• **Exercise objective**
The lines to be copied run from the one containing "Check that each instance of the dark silhouette" to the end of the material below; reproduce them exactly, including both ends, and nothing more.

• **Data for the task**
start

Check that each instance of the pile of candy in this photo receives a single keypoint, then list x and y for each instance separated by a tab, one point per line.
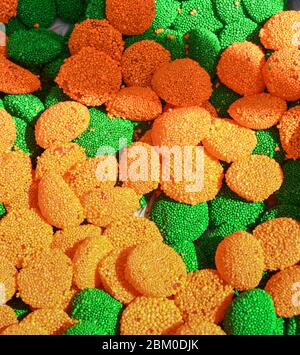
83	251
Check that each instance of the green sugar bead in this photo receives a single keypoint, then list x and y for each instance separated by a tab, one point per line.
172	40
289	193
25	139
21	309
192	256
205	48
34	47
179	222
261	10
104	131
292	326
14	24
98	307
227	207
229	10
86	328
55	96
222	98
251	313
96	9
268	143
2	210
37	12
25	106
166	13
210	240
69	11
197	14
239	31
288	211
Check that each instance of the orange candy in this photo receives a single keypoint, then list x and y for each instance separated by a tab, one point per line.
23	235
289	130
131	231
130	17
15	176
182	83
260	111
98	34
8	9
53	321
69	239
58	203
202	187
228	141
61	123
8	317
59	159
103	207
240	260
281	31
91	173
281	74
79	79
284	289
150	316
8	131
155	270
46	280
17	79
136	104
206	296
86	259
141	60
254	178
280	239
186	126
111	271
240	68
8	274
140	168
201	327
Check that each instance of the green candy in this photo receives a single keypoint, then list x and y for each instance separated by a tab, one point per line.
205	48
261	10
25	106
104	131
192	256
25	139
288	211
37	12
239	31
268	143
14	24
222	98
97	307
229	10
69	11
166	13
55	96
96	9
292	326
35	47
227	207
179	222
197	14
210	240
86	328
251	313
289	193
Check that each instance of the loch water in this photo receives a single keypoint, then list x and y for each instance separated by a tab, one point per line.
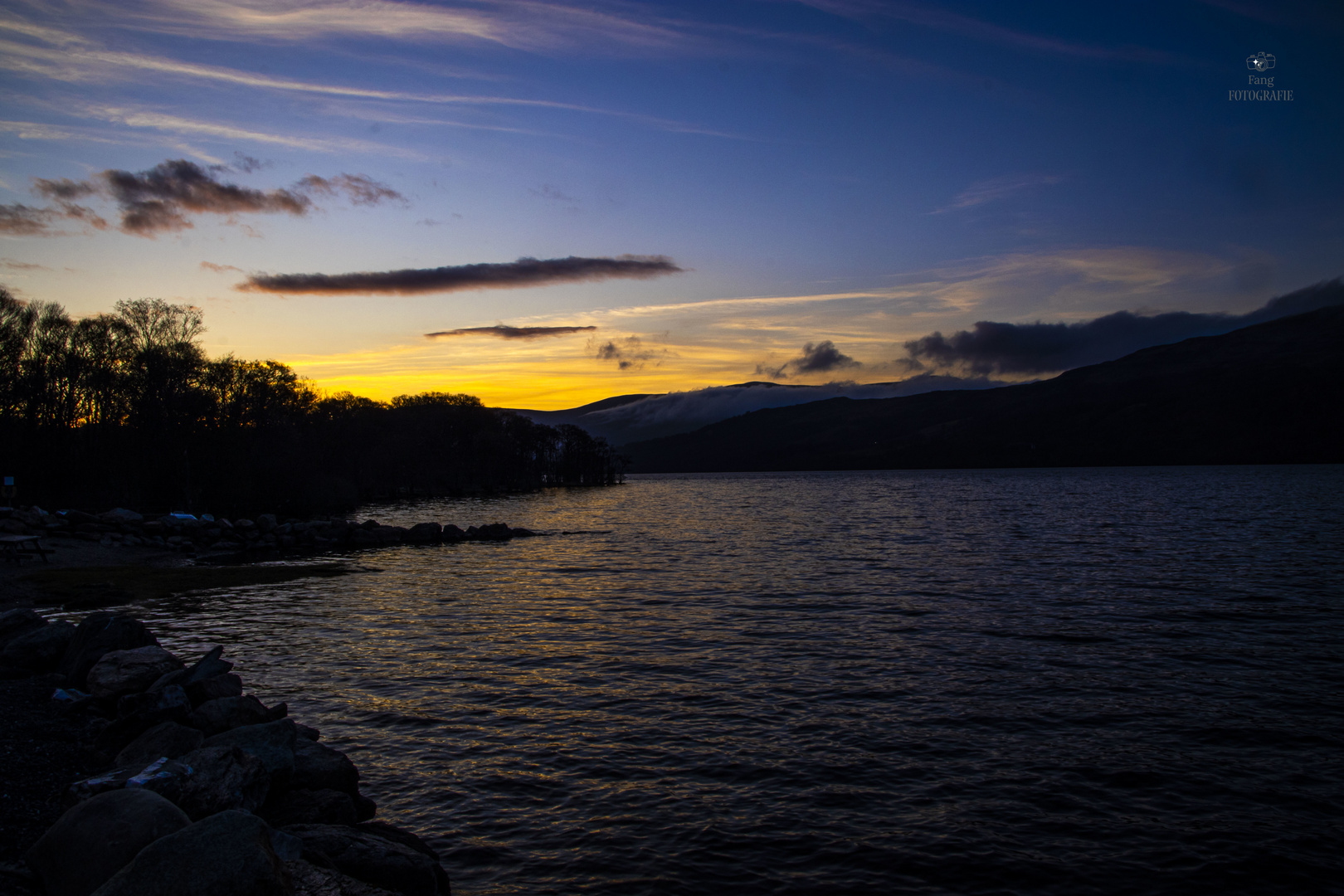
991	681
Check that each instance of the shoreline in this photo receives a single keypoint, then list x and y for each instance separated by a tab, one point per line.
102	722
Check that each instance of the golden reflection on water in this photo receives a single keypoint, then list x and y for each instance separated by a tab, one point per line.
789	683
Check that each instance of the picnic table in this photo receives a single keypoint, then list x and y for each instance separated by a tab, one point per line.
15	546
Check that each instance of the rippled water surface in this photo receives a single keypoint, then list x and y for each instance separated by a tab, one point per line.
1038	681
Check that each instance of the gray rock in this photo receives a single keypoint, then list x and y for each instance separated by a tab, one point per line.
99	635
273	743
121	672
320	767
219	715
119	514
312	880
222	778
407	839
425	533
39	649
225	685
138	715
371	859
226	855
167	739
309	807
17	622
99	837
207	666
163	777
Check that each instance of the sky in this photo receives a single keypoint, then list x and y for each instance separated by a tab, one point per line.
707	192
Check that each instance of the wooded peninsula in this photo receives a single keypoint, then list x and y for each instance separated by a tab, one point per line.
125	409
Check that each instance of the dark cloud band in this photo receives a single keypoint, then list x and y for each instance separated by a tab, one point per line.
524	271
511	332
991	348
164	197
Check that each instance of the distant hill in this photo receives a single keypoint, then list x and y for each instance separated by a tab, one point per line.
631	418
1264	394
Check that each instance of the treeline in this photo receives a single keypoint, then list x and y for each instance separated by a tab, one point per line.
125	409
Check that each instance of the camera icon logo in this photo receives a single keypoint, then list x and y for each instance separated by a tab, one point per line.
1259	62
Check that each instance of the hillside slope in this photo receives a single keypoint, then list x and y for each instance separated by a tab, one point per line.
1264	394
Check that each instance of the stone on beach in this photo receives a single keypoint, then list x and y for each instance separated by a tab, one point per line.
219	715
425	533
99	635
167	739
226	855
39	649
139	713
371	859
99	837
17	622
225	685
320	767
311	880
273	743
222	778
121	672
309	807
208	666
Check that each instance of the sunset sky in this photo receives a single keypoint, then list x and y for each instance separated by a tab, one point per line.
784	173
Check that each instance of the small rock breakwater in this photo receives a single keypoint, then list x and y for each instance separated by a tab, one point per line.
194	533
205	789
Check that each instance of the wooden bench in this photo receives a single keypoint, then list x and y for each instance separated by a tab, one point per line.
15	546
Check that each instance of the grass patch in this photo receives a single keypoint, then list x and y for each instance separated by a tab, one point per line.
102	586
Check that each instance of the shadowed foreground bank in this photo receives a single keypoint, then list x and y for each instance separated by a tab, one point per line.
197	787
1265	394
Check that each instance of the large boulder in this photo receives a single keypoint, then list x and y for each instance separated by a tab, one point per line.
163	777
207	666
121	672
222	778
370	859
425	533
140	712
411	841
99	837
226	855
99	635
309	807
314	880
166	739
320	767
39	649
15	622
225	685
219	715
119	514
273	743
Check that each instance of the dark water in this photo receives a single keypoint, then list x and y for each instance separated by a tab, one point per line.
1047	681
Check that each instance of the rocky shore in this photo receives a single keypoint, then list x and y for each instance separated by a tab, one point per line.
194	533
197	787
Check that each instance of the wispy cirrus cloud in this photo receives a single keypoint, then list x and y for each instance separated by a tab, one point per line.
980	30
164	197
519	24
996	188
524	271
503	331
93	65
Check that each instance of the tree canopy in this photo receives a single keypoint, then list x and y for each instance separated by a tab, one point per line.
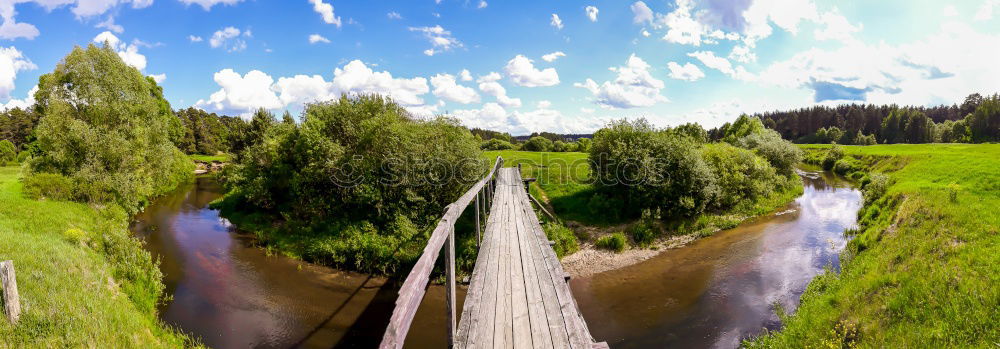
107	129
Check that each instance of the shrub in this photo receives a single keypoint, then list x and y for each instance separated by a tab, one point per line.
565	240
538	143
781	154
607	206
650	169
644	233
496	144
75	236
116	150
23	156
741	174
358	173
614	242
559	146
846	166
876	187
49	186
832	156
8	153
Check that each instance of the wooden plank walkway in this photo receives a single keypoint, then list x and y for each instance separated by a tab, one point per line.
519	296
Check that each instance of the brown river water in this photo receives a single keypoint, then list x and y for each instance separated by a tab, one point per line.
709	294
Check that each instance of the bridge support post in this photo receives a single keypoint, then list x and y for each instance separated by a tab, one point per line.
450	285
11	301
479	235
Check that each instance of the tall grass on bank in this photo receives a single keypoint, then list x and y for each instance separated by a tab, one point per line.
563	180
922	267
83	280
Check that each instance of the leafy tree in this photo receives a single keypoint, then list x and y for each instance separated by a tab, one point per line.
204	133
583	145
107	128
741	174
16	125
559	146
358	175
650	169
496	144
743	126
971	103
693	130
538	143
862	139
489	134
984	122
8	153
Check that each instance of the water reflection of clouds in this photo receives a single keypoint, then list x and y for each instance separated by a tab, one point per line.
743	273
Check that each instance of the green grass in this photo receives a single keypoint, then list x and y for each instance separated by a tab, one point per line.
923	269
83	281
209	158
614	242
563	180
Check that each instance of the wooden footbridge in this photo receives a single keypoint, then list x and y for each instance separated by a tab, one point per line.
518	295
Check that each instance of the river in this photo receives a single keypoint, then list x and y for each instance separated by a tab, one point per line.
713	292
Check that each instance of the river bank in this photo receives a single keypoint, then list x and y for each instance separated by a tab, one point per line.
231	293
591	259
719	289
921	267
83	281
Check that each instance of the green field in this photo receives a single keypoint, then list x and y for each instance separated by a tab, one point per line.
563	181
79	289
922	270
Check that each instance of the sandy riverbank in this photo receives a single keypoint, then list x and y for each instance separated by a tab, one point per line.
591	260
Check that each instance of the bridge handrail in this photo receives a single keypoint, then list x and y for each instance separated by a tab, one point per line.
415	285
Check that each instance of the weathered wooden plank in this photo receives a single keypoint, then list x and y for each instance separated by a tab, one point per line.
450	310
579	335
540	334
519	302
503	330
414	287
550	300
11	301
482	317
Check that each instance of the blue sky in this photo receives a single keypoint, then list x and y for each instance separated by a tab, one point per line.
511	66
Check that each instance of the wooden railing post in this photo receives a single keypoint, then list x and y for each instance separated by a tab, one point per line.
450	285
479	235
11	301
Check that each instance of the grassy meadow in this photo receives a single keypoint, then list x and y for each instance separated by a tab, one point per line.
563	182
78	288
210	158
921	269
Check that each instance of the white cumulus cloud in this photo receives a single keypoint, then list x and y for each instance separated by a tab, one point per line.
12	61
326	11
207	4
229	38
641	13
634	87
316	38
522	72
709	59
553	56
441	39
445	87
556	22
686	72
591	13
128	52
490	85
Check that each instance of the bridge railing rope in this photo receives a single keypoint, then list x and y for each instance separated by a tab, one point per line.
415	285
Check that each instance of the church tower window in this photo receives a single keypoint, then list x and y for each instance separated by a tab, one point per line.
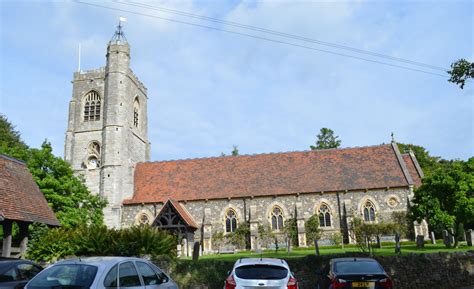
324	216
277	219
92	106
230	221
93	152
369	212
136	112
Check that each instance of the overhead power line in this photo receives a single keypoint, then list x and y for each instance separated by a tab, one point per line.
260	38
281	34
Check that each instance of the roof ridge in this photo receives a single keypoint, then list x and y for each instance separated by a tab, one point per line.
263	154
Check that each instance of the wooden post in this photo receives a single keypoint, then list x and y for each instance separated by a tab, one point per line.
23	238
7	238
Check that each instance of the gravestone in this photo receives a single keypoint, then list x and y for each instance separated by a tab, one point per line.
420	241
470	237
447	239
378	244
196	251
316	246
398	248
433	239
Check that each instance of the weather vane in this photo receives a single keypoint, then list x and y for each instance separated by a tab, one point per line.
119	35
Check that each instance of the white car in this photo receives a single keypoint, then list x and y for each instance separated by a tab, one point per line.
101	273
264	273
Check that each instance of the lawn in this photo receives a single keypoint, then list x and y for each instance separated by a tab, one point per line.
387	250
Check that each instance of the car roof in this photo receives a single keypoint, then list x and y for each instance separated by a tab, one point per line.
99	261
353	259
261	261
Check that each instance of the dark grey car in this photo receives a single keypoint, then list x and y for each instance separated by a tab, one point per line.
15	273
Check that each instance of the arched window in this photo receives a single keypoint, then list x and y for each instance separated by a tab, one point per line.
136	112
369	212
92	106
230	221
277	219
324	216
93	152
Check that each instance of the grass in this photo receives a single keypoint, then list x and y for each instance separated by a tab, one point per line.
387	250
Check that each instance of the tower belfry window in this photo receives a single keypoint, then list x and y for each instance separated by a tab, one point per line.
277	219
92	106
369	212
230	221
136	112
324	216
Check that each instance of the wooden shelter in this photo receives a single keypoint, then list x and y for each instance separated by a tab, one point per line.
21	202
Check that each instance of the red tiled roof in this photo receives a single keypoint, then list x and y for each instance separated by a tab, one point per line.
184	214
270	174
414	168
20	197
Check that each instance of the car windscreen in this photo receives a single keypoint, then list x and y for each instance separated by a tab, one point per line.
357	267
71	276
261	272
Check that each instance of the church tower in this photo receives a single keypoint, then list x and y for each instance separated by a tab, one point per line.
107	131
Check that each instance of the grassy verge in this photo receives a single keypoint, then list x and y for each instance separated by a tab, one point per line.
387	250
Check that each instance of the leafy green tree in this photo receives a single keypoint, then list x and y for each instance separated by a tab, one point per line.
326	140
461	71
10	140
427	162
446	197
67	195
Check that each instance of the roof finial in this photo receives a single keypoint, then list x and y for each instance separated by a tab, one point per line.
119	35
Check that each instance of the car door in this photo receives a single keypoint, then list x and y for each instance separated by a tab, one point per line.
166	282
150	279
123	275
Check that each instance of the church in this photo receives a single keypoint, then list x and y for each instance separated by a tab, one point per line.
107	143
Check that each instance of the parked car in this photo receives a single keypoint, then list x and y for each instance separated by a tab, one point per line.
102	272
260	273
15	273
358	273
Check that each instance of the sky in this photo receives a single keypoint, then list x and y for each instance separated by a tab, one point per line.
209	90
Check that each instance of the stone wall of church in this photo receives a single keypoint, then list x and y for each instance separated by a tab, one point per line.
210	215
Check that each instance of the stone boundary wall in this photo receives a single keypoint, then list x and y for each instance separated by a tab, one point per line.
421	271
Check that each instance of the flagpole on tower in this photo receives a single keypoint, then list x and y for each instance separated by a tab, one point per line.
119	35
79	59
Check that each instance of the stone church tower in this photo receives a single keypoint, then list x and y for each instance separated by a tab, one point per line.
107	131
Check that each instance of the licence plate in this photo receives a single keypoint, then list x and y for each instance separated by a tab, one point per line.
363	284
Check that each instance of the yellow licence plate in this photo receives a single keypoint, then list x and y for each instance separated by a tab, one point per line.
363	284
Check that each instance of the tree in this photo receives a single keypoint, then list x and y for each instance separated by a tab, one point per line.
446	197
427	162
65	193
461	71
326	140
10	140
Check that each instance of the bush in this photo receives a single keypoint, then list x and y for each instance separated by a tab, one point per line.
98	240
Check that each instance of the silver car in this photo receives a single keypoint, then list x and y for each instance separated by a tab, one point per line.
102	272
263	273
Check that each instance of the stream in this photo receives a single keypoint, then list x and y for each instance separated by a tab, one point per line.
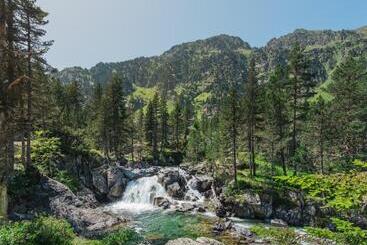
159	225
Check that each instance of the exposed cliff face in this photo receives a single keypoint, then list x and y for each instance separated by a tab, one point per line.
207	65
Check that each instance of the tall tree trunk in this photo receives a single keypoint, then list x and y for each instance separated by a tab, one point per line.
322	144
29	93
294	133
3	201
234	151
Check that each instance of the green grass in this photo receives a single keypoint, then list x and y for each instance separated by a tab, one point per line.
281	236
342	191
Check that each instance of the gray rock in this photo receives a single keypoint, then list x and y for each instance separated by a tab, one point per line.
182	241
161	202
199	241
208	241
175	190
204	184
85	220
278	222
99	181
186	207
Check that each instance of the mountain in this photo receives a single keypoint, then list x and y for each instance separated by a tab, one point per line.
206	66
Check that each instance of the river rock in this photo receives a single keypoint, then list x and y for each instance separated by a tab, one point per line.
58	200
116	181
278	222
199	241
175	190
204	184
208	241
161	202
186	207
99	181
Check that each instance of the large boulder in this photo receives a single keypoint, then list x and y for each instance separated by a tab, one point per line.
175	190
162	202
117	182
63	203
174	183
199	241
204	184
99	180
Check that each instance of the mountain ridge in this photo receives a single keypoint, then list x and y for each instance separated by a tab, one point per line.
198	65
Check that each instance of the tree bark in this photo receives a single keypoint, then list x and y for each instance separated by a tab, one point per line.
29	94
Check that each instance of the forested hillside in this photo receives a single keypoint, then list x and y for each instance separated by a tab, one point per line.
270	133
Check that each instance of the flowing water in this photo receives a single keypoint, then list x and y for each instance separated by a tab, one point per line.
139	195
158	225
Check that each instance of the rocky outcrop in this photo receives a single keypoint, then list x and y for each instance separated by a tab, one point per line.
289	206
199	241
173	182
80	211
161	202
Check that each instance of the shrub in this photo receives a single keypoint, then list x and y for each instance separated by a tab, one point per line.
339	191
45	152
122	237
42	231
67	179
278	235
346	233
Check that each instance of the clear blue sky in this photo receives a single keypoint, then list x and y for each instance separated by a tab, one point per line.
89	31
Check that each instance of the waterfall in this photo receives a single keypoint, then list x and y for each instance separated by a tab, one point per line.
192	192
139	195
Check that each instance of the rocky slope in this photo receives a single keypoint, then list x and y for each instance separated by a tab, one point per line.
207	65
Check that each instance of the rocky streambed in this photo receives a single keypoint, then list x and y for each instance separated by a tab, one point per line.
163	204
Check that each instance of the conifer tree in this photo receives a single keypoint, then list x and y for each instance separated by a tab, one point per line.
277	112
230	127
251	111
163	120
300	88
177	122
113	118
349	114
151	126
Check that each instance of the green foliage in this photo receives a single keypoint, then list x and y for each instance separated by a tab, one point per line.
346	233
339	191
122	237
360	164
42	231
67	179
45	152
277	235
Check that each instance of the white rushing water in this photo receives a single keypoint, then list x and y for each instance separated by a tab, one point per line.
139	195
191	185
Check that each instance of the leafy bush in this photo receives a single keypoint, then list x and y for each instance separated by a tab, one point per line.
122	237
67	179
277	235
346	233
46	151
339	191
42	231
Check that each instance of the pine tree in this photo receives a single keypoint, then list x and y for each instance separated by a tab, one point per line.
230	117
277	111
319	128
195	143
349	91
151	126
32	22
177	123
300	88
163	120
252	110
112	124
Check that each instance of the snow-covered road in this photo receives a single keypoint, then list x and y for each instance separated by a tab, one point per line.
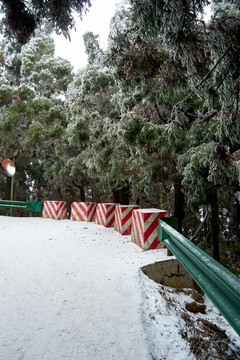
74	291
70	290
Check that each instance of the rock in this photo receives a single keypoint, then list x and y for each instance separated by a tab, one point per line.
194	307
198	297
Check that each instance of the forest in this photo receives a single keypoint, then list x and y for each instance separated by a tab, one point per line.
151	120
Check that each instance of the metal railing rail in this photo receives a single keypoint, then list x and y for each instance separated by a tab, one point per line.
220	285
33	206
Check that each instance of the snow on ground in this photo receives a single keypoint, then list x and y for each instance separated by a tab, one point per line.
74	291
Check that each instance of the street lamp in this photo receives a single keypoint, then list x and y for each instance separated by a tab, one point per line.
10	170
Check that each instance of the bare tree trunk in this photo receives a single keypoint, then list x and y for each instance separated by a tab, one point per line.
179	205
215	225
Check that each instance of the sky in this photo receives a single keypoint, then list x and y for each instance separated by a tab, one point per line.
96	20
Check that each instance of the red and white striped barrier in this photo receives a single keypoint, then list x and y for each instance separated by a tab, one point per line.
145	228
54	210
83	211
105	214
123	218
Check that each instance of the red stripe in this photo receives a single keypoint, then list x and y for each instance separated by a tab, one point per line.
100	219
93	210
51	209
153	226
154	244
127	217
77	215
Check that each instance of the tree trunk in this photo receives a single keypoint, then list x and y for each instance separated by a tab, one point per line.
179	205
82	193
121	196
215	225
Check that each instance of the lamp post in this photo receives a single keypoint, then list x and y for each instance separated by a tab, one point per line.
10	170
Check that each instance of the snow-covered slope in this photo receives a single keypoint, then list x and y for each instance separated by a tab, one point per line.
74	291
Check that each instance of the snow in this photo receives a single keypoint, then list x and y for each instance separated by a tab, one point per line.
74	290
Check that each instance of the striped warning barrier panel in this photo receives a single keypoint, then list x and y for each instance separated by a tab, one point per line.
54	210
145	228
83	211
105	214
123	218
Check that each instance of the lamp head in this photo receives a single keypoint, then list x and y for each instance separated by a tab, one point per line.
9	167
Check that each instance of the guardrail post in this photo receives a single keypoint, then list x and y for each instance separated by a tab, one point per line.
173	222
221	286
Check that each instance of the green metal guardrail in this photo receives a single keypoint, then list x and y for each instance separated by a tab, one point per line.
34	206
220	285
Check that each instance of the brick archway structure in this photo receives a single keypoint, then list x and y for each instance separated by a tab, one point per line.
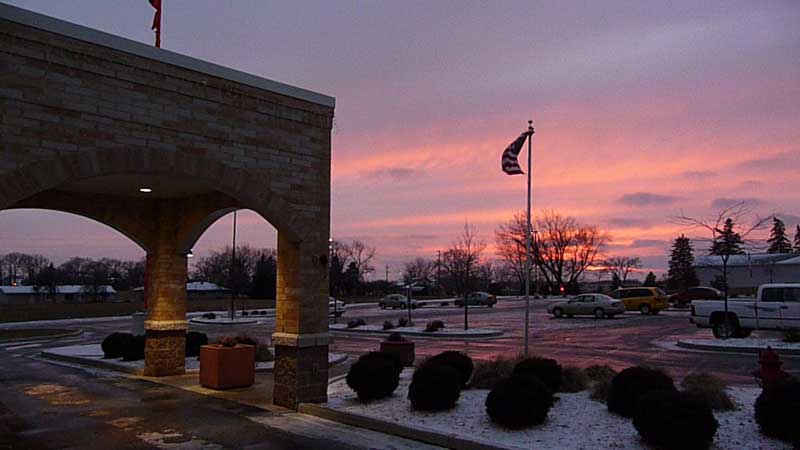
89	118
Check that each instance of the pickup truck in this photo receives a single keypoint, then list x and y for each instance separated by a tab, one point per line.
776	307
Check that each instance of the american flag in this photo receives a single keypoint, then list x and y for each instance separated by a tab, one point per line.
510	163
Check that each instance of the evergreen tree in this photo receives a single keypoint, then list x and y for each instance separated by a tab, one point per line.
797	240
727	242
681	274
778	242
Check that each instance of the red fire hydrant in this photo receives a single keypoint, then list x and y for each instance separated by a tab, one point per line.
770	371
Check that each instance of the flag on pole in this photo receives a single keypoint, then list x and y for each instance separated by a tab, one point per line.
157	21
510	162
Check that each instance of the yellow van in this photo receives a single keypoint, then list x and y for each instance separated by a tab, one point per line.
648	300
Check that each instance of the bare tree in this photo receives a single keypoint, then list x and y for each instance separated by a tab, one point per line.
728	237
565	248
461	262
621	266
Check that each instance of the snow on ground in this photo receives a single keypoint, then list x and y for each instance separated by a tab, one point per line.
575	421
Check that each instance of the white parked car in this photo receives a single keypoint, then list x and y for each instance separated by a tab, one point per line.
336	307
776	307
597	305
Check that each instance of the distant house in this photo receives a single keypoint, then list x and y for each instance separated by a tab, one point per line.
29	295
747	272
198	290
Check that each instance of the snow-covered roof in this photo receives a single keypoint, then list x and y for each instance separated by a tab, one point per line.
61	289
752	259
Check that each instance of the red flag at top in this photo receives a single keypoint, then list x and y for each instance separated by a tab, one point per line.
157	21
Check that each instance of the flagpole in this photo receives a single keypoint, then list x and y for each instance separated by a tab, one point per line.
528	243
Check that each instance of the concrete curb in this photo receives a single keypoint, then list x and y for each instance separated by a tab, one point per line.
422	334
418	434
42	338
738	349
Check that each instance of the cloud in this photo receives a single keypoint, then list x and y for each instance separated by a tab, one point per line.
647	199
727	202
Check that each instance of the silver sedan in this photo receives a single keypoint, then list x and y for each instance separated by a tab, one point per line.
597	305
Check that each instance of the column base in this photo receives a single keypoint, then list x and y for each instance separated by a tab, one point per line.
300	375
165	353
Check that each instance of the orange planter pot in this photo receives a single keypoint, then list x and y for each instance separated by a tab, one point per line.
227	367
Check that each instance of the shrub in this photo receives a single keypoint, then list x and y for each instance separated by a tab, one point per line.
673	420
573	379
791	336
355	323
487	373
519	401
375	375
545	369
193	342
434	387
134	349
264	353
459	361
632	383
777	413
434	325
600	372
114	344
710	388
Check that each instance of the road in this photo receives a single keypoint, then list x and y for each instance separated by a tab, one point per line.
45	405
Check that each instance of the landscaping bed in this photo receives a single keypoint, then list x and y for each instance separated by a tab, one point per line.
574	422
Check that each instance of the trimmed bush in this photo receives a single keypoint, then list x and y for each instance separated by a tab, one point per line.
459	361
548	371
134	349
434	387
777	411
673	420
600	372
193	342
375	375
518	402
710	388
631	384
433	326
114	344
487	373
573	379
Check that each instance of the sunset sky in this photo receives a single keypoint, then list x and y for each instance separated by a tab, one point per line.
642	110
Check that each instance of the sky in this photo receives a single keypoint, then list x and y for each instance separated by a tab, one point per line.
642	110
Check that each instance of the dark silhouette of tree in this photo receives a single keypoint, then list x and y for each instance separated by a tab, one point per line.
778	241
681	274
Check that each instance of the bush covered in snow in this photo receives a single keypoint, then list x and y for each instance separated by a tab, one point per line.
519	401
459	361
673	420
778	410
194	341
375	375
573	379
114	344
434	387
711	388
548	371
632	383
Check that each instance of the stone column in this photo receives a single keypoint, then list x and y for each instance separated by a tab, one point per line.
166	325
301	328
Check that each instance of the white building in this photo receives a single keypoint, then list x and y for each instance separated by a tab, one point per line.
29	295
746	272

end

• **Solution for this problem**
Check that each instance of the dark silhouette of tree in this photo receives a single keypoint, then list x and y for each instance separated by a tab, one point per line.
778	241
681	274
Check that each instance of the bush covered in snow in this photo receives a single keypoint, then list x and y for each instance separated by a tab, one point per line.
519	401
459	361
673	420
778	410
194	341
375	375
573	379
114	344
434	387
711	388
548	371
632	383
Check that each instance of the stone column in this photo receives a single keypoint, then list x and y for each instance separated by a tab, one point per line.
166	325
301	328
Check that each instance of the white building in this photo receives a single keypoint, then list x and y for each instance separated by a tab, one point per line.
29	295
746	272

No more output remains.